Policies are created to achieve specific objectives, address issues, or regulate certain activities. Policy provides framework for decision-making and establishes a consistent approach to deal with various circumstances. Policies often reflect the values, priorities, and goals of the entity or group that creates them. Policies can cover a wide range of topics, such as Governance, Security, Human Resource, Health and Safety, Legal and many more.

Generally, A policy is well-documented paper which is communicated to the necessary stakeholders to safeguard its compliance. Policies even undergo frequent updates and reviews to adjust with dynamic external environment and various other things.

Securities and Exchange Board of India (hereinafter referred to as SEBI) is India's central regulatory authority for capital markets and issues related to securities offerings. For Companies listed on stock exchanges in India, SEBI had came out with Listing Obligations and Disclosure Requirement (LODR) Regulations, 2015 to upholdtransparency, corporate governance and investor protection.

- **Data lines**:
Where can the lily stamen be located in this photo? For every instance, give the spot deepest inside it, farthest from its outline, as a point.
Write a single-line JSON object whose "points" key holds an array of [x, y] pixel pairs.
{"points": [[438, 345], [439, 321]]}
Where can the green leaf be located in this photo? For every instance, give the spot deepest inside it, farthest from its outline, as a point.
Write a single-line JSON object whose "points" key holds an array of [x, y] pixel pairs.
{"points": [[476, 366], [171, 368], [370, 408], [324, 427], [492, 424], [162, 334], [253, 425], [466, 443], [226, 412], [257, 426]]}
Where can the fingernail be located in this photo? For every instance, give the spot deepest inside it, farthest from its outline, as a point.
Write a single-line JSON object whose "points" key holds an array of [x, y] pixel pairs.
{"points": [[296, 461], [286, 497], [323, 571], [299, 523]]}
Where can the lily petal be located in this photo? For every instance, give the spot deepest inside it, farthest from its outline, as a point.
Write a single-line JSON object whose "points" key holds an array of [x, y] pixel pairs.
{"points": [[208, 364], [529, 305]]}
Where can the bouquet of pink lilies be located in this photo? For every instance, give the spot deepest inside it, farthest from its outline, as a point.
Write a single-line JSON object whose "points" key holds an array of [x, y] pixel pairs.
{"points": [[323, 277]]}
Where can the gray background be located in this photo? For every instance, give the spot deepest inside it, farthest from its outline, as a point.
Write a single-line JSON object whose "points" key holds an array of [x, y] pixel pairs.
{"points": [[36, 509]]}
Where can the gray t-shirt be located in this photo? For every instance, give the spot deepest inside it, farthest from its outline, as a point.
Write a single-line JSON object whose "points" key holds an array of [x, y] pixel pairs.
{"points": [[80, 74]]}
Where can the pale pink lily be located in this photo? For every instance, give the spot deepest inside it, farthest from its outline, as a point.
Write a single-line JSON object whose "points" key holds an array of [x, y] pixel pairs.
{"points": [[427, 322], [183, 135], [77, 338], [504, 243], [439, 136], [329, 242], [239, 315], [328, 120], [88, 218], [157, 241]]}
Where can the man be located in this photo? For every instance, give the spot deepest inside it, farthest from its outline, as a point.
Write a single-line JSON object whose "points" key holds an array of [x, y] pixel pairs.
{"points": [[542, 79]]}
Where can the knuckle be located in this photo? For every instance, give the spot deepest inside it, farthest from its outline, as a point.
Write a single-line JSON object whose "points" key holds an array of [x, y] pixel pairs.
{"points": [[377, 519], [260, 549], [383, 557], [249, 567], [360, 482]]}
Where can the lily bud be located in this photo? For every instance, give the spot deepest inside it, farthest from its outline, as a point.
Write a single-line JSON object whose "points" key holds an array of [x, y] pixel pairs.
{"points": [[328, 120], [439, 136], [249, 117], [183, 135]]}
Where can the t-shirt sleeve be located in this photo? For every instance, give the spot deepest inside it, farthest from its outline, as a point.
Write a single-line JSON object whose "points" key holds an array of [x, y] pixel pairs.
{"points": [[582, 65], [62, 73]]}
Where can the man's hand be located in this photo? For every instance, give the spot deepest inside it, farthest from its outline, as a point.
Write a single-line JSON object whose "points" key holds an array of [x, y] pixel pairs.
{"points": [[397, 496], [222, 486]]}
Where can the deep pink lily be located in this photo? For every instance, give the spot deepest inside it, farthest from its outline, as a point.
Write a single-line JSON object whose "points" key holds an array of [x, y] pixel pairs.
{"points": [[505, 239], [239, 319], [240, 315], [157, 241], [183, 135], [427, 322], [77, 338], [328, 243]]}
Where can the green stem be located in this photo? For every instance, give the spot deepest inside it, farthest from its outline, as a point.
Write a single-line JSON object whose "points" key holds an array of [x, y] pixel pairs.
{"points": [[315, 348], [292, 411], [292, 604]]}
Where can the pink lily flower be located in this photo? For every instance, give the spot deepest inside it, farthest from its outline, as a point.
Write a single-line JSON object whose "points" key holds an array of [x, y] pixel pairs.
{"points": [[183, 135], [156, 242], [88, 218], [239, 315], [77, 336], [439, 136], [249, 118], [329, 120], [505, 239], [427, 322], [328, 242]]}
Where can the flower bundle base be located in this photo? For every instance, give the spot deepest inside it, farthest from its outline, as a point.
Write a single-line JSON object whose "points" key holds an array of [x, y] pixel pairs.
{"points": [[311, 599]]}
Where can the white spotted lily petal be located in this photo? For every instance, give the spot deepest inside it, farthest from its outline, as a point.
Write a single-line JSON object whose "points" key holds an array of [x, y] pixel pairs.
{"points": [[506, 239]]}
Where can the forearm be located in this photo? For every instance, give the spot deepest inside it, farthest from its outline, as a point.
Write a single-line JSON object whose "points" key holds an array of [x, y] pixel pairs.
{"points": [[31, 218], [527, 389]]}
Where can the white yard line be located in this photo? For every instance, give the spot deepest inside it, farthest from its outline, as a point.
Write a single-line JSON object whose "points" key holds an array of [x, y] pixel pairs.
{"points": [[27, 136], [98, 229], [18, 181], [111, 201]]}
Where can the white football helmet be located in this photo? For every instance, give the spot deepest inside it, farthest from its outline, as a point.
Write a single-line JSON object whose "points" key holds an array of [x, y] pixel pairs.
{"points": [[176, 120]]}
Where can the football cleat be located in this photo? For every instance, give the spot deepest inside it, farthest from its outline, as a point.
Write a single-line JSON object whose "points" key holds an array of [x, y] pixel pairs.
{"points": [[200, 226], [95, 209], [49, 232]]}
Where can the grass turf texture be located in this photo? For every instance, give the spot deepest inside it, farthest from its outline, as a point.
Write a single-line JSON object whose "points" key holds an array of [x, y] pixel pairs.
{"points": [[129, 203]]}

- **What to work on**:
#1 According to the passage on policies, what body is India's central regulatory authority for capital markets and securities offerings?
#2 Quote the passage on policies exactly, starting at "Generally, A policy" and ending at "various other things.".

- **Exercise results**:
#1 The Securities and Exchange Board of India (SEBI).

#2
Generally, A policy is well-documented paper which is communicated to the necessary stakeholders to safeguard its compliance. Policies even undergo frequent updates and reviews to adjust with dynamic external environment and various other things.